Problem description: Copy out the rows below word for word, starting with the line that contains "Phrase: swaddled baby" and going on through the final line of the rows.

==== Material provided

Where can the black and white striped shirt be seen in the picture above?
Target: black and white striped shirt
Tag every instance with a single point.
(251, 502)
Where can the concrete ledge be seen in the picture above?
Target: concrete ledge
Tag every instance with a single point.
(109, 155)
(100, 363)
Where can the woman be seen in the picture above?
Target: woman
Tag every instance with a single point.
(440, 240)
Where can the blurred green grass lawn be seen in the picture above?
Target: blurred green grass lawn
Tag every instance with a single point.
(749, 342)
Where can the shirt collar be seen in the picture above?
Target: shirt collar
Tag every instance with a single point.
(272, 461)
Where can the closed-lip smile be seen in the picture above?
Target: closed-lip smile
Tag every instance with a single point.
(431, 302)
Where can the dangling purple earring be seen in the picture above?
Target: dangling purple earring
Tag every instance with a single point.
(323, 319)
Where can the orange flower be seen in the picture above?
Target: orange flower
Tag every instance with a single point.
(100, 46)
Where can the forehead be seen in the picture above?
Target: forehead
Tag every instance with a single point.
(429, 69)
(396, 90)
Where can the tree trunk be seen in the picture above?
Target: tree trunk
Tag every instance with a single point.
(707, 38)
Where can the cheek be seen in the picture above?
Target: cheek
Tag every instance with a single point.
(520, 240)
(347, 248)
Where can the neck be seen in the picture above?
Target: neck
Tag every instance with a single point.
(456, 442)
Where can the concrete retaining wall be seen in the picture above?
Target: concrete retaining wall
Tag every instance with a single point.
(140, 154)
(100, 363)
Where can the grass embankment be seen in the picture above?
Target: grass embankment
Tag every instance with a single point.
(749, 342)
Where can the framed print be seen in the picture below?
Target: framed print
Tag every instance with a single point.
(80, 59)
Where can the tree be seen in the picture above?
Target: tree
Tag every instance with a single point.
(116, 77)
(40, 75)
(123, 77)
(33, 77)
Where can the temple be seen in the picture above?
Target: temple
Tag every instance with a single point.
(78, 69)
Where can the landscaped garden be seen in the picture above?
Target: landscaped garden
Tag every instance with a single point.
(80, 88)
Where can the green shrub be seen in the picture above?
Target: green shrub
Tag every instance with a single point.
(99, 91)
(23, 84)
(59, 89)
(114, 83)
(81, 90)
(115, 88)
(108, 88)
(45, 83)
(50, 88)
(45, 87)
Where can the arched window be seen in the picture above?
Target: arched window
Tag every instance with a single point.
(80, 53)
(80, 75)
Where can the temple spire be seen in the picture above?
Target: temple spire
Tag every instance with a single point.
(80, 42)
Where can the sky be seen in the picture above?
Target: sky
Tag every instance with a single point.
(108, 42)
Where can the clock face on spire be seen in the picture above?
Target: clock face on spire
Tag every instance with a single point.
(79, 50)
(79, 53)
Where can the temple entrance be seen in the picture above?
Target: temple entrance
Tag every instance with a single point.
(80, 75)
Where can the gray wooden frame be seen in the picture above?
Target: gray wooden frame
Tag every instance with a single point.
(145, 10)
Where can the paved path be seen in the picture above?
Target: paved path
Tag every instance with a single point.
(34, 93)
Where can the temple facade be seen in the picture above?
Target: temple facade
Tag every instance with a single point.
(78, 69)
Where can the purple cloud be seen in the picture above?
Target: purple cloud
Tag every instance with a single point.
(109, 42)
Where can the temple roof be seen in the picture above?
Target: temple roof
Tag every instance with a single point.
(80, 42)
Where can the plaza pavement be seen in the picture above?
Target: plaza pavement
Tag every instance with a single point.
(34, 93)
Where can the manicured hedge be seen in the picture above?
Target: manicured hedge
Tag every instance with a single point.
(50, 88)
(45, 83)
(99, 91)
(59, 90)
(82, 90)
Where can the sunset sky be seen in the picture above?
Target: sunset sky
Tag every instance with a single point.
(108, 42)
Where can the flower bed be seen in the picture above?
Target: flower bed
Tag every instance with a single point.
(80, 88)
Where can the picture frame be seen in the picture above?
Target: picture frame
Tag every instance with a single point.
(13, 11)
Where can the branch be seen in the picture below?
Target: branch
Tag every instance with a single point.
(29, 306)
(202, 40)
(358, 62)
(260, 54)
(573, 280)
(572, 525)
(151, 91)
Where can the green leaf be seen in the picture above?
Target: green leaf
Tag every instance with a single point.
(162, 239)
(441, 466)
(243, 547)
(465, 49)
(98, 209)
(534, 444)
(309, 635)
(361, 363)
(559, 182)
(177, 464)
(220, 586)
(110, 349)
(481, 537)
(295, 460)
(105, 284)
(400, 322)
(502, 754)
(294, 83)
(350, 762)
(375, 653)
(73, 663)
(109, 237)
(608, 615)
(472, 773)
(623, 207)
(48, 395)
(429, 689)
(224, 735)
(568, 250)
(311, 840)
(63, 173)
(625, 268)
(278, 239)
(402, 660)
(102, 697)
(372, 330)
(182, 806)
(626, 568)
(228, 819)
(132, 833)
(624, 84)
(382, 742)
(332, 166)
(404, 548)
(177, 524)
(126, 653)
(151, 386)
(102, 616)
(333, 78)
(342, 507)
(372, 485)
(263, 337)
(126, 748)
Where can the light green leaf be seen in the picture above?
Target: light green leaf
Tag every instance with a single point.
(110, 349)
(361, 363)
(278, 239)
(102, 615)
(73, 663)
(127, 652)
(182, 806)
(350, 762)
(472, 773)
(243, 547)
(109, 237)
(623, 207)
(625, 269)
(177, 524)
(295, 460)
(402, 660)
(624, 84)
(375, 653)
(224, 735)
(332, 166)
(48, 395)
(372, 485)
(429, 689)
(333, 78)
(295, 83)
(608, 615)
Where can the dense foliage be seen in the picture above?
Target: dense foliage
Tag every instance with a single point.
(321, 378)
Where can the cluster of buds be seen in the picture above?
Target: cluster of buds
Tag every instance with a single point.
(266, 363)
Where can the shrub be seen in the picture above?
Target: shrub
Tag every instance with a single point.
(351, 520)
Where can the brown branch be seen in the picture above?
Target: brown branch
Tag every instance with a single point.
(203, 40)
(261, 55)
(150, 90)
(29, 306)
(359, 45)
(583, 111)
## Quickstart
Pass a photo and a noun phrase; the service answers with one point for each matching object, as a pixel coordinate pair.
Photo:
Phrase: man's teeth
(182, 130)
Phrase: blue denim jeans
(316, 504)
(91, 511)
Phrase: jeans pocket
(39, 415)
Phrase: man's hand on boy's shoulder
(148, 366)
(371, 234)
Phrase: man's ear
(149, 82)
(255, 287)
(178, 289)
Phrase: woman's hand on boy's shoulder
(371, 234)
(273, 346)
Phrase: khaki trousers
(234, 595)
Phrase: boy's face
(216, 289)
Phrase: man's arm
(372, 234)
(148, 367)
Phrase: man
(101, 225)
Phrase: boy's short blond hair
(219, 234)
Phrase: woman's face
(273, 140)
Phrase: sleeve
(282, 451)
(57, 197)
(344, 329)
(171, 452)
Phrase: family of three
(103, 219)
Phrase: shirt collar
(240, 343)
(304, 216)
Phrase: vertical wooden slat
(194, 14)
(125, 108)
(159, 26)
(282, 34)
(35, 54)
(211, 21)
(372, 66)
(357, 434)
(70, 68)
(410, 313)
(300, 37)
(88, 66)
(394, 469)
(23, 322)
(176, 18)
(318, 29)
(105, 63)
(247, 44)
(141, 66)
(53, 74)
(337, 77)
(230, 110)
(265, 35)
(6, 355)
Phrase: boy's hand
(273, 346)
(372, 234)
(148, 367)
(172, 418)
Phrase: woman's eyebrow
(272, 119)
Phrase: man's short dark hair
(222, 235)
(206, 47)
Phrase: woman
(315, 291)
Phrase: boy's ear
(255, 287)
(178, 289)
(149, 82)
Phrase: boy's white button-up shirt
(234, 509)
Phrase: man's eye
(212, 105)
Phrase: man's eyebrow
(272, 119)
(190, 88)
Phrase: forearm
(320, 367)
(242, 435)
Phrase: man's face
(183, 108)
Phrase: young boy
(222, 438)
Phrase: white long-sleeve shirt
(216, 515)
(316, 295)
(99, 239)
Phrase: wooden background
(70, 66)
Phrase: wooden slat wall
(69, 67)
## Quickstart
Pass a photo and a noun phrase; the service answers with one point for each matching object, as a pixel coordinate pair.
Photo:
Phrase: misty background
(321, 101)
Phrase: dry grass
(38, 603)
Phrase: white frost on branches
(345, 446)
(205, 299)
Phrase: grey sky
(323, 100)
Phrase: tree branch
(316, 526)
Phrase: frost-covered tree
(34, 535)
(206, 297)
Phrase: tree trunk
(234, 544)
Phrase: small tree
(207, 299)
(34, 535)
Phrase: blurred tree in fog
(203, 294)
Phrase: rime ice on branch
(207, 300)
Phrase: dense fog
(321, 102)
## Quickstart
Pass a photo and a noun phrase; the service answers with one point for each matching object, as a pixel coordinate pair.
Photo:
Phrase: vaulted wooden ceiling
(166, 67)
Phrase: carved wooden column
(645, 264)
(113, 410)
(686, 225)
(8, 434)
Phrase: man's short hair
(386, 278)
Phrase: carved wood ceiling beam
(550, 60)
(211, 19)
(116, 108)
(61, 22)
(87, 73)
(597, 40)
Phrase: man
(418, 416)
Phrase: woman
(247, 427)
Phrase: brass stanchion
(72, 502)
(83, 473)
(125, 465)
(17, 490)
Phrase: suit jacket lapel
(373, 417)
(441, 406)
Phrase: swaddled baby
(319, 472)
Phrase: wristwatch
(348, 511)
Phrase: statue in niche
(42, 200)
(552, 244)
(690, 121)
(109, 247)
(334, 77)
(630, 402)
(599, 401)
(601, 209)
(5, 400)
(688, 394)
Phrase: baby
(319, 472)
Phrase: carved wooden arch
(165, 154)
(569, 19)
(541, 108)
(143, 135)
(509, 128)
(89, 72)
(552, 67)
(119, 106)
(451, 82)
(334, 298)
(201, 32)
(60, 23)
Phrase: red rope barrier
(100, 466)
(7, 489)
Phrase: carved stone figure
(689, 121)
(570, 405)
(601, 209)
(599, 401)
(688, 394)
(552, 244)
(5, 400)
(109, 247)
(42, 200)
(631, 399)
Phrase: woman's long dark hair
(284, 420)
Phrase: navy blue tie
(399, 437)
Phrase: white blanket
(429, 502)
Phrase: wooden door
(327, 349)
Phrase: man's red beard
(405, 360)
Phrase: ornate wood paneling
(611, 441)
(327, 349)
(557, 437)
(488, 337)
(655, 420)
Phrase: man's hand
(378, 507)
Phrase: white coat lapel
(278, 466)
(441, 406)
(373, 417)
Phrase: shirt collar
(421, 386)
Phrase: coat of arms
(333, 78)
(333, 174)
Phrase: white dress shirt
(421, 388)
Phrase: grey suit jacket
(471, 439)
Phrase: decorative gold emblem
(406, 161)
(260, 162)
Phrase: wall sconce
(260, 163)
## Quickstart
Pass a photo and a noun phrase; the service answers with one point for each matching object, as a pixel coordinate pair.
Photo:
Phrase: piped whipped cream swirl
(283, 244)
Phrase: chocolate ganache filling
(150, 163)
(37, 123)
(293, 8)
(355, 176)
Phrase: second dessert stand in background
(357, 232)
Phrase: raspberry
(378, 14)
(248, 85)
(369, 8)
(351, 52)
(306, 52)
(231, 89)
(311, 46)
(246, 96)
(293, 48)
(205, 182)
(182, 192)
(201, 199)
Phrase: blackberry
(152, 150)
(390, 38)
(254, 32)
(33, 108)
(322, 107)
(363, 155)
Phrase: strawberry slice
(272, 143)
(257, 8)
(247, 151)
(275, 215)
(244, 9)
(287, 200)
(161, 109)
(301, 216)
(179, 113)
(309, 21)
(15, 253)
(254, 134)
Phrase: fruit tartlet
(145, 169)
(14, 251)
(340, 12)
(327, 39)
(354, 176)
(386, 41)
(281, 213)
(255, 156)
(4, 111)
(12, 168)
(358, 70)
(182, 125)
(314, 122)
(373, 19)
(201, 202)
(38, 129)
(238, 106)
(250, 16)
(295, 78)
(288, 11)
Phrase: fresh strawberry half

========

Complete output:
Phrase: swaddled baby
(319, 472)
Phrase: wristwatch
(348, 511)
Phrase: statue in niche
(42, 200)
(552, 244)
(690, 121)
(109, 247)
(334, 77)
(630, 402)
(599, 401)
(601, 209)
(5, 400)
(688, 394)
Phrase: baby
(319, 472)
Phrase: carved wooden arch
(165, 154)
(569, 19)
(541, 108)
(143, 135)
(509, 128)
(89, 72)
(552, 67)
(119, 106)
(451, 82)
(334, 298)
(201, 32)
(60, 23)
Phrase: red rope barrier
(100, 466)
(7, 489)
Phrase: carved stone figure
(689, 121)
(570, 405)
(601, 209)
(599, 401)
(688, 394)
(552, 244)
(5, 400)
(109, 247)
(42, 200)
(631, 399)
Phrase: woman's long dark hair
(284, 420)
Phrase: navy blue tie
(399, 437)
Phrase: white blanket
(429, 502)
Phrase: wooden door
(327, 349)
Phrase: man's red beard
(405, 360)
Phrase: ornate wood paneling
(611, 441)
(327, 349)
(557, 437)
(488, 337)
(655, 420)
Phrase: man's hand
(378, 507)
Phrase: white coat lapel
(278, 466)
(441, 406)
(373, 417)
Phrase: shirt collar
(421, 386)
Phrase: coat of arms
(333, 78)
(333, 174)
Phrase: white dress shirt
(421, 388)
Phrase: grey suit jacket
(471, 439)
Phrase: decorative gold emblem
(406, 161)
(260, 162)
Phrase: wall sconce
(260, 163)
## Quickstart
Pass a photo and a noun phrase; the service answers with one point for each matching object, as a pixel coordinate pair.
Photo:
Phrase: piped whipped cream swirl
(283, 244)
Phrase: chocolate ganache filling
(150, 163)
(37, 123)
(293, 8)
(355, 176)
Phrase: second dessert stand in background
(357, 232)
Phrase: raspberry
(378, 14)
(248, 85)
(369, 8)
(351, 52)
(306, 52)
(231, 89)
(311, 46)
(246, 96)
(293, 48)
(205, 182)
(182, 192)
(201, 199)
Phrase: blackberry
(152, 150)
(390, 38)
(254, 32)
(33, 108)
(322, 107)
(363, 155)
Phrase: strawberry slice
(272, 143)
(257, 8)
(247, 151)
(275, 215)
(244, 9)
(287, 200)
(161, 109)
(301, 216)
(179, 113)
(309, 21)
(15, 253)
(254, 134)
Phrase: fruit tartlet
(145, 169)
(14, 251)
(340, 12)
(327, 39)
(354, 176)
(386, 41)
(281, 213)
(255, 156)
(4, 111)
(12, 168)
(358, 70)
(182, 125)
(314, 122)
(373, 19)
(201, 202)
(38, 129)
(238, 106)
(250, 16)
(295, 78)
(288, 11)
Phrase: fresh strawberry half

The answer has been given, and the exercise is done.